** Extracted material **
## BEGIN

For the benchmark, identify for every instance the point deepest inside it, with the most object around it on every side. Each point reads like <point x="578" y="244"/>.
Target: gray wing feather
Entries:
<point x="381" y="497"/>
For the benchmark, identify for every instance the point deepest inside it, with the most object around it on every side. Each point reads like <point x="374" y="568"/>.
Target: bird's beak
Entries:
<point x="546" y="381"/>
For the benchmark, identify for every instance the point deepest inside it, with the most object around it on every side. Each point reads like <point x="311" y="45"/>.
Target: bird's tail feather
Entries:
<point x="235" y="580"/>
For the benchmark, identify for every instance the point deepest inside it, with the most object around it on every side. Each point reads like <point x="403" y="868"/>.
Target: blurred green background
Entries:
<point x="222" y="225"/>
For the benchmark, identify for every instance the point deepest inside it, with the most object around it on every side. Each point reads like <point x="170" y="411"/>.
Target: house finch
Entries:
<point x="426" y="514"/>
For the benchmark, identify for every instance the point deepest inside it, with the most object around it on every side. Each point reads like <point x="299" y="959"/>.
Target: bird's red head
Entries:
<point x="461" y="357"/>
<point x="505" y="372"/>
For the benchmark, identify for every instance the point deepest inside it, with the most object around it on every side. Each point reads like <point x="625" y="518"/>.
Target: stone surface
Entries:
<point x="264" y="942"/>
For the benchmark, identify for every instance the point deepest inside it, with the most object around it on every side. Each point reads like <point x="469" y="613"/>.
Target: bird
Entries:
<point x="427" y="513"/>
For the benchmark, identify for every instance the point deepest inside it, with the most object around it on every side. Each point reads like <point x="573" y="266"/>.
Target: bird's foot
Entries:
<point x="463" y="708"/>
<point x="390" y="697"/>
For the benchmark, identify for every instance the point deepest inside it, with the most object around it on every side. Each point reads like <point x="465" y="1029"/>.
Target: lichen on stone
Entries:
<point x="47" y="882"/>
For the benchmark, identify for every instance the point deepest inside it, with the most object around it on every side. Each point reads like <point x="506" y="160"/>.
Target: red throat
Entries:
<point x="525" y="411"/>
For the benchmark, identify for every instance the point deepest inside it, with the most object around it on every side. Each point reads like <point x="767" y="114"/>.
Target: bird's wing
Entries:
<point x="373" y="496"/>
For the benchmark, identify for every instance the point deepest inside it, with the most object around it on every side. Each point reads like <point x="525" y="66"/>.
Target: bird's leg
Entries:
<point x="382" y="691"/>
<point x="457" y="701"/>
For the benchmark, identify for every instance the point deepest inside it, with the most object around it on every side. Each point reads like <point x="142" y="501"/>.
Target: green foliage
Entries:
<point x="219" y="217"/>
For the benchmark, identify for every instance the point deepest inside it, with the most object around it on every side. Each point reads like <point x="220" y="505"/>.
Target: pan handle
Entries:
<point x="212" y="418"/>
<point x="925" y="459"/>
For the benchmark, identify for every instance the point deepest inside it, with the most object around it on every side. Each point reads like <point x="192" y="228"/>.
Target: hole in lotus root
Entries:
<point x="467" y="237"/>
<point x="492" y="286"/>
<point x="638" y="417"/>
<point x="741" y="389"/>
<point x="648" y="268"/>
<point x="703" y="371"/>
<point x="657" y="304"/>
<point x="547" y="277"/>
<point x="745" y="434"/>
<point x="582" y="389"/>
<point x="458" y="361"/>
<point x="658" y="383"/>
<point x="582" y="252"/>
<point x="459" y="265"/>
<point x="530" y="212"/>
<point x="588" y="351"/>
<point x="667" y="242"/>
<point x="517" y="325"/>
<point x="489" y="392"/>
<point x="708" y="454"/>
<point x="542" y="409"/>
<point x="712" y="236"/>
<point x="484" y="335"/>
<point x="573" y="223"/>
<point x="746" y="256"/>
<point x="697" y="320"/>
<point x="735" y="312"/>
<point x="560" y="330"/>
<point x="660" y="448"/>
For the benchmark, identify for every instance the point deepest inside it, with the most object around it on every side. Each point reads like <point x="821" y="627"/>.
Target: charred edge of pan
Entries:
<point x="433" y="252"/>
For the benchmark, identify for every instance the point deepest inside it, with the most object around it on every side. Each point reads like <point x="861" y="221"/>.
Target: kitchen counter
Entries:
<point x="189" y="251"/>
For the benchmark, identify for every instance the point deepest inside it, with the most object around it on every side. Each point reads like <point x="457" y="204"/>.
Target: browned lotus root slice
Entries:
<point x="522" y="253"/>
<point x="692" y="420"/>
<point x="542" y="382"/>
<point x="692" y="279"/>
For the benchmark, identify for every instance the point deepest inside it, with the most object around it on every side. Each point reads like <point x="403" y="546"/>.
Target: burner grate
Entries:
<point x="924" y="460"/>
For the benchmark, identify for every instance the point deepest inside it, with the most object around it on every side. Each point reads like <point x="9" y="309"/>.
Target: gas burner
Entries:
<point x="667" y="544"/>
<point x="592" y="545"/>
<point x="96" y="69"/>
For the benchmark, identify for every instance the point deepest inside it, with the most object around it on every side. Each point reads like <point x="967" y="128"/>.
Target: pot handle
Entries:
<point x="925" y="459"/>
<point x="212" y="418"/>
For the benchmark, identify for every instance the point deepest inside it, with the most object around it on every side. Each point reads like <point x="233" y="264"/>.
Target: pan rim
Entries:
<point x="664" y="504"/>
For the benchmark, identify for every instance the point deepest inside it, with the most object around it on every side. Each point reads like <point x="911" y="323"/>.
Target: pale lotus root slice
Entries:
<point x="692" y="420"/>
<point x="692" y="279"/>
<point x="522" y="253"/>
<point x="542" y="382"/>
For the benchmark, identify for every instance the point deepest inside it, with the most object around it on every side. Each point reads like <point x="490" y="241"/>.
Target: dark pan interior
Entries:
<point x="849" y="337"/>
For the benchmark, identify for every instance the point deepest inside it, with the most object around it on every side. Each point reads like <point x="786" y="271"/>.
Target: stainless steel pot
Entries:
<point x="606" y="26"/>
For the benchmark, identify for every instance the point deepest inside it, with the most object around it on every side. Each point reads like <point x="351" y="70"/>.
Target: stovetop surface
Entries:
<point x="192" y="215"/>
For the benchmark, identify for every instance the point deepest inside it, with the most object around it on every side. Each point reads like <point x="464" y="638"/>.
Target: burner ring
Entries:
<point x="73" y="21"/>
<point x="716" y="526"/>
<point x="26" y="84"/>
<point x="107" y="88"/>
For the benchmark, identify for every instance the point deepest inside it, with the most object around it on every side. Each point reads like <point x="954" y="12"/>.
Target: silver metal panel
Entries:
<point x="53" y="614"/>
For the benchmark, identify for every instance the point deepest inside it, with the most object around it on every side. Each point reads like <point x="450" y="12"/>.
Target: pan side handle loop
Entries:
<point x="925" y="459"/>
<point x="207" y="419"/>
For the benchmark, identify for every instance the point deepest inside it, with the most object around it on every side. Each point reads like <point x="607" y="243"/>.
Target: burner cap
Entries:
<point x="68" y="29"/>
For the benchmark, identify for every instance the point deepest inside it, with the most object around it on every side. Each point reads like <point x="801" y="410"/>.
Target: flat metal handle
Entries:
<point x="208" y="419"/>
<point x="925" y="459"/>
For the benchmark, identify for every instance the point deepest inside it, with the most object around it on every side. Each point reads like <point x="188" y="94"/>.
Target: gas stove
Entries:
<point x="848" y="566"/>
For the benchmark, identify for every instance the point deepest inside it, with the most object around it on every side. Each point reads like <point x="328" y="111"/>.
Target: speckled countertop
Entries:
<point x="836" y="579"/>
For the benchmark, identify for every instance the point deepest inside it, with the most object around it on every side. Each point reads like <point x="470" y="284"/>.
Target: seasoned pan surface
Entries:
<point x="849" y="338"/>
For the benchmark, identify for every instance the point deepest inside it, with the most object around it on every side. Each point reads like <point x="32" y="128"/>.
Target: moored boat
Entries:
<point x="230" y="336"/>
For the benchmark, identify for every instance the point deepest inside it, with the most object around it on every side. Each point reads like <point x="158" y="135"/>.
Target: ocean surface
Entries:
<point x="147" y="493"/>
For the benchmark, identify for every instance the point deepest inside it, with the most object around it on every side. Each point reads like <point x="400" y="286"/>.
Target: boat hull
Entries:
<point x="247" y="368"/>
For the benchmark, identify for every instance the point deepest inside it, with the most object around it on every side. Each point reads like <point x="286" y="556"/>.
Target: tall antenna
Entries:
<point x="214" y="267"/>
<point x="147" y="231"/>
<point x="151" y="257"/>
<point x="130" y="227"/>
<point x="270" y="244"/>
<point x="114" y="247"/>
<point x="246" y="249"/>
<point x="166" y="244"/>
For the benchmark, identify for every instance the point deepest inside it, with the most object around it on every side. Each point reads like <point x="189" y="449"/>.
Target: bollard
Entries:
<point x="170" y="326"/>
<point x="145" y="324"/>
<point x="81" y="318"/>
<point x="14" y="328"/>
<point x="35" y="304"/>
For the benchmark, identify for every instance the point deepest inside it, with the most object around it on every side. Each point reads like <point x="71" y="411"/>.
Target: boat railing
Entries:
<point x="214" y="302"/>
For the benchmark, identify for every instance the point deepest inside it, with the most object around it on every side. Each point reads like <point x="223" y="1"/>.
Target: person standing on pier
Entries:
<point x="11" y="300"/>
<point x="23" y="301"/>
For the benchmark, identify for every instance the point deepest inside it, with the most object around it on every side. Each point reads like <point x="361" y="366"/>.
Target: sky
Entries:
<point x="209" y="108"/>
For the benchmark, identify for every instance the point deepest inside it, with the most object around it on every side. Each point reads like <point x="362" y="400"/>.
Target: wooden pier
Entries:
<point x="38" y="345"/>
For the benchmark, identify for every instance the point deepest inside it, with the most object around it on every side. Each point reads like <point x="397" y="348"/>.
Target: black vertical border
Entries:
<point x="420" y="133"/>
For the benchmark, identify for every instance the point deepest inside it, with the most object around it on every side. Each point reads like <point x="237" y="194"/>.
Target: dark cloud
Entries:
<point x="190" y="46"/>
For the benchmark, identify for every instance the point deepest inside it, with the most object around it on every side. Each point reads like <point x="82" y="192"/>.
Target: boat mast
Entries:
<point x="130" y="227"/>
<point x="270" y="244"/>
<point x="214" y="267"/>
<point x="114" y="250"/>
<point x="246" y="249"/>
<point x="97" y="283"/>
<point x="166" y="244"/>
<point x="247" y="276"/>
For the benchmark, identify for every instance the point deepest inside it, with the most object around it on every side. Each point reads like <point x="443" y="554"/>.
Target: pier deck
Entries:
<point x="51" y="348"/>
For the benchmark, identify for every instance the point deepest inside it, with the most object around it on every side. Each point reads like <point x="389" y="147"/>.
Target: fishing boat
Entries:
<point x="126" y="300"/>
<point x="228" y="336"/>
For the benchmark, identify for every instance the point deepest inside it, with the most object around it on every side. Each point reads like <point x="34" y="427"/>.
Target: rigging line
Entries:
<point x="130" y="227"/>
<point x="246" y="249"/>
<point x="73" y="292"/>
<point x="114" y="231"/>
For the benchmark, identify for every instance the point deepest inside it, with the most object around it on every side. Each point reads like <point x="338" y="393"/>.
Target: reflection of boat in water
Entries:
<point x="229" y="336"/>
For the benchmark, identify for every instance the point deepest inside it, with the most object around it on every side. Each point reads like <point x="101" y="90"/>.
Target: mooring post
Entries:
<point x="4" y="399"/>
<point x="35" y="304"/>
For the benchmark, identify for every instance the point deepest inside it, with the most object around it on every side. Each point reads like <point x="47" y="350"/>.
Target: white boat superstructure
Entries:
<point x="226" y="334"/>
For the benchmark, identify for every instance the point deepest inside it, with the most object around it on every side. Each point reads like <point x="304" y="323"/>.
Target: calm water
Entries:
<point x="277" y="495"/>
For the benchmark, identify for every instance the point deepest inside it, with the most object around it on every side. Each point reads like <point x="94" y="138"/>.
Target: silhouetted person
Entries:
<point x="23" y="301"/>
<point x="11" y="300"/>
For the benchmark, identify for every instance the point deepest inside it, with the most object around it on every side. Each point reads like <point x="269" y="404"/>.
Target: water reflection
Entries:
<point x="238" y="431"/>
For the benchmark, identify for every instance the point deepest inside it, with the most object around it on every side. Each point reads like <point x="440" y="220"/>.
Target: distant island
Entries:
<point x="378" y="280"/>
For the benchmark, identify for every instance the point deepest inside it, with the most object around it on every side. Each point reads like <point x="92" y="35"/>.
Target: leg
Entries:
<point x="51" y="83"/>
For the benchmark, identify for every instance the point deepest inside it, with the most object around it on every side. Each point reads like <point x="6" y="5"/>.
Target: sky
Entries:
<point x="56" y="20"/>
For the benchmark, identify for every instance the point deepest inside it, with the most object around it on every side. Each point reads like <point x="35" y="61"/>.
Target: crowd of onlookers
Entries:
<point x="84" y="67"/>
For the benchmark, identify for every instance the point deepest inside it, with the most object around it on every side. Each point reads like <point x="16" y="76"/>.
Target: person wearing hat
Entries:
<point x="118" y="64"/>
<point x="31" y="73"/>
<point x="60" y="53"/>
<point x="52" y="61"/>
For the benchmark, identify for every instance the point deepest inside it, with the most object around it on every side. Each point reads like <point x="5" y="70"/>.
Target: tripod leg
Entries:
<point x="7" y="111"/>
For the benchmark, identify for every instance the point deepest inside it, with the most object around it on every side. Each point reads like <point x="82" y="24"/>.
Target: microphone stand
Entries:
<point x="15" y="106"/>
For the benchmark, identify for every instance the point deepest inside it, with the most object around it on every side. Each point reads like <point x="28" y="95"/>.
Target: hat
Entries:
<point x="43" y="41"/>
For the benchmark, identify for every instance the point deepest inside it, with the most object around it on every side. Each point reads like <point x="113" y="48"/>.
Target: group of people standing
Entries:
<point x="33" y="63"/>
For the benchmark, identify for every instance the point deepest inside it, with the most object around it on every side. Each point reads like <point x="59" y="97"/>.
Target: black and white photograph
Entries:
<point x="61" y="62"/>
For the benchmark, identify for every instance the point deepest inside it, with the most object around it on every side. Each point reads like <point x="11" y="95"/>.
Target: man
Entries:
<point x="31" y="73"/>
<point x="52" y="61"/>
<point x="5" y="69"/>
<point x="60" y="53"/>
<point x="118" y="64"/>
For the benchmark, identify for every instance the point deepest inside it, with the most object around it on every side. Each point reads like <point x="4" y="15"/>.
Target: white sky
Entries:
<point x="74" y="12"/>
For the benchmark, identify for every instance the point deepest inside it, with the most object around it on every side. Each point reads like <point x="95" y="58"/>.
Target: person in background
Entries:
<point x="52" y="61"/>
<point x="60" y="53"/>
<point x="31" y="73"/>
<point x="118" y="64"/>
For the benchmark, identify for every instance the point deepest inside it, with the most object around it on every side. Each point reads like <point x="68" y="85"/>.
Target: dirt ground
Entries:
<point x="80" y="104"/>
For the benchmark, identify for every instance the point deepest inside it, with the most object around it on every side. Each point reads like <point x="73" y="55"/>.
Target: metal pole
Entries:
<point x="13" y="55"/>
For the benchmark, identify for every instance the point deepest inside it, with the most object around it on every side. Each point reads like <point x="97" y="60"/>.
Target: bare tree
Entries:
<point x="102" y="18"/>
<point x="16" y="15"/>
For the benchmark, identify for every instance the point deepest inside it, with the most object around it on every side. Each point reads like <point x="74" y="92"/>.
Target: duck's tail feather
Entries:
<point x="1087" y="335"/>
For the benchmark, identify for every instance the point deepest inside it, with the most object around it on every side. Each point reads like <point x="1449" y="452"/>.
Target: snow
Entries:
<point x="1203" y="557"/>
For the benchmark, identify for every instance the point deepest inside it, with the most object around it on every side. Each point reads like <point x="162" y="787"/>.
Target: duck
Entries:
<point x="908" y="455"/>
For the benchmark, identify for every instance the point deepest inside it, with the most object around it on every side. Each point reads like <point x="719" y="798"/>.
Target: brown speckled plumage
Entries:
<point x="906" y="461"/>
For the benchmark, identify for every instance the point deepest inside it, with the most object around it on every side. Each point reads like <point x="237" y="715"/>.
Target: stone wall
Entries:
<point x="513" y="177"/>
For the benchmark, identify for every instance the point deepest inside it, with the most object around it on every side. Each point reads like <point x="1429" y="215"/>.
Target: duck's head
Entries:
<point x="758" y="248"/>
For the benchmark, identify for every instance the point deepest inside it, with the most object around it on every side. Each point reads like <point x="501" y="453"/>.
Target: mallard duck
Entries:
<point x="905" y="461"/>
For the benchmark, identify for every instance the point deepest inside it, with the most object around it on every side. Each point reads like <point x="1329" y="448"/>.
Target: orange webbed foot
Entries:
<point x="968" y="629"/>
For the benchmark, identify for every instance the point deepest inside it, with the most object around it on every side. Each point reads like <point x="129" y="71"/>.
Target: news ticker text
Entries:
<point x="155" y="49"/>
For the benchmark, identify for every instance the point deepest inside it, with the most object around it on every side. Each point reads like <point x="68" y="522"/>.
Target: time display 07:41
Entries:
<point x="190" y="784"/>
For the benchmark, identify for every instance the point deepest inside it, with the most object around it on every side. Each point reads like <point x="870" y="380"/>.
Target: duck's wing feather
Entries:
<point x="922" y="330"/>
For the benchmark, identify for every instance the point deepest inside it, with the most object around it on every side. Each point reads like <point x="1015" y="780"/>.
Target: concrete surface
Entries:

## END

** Challenge **
Which lines above contain the word "duck", with uppercase and lowercase treated as different? Copy each such line in full.

** Task output **
Target: duck's tail feather
Target: duck
Target: duck's head
Target: mallard duck
Target: duck's wing feather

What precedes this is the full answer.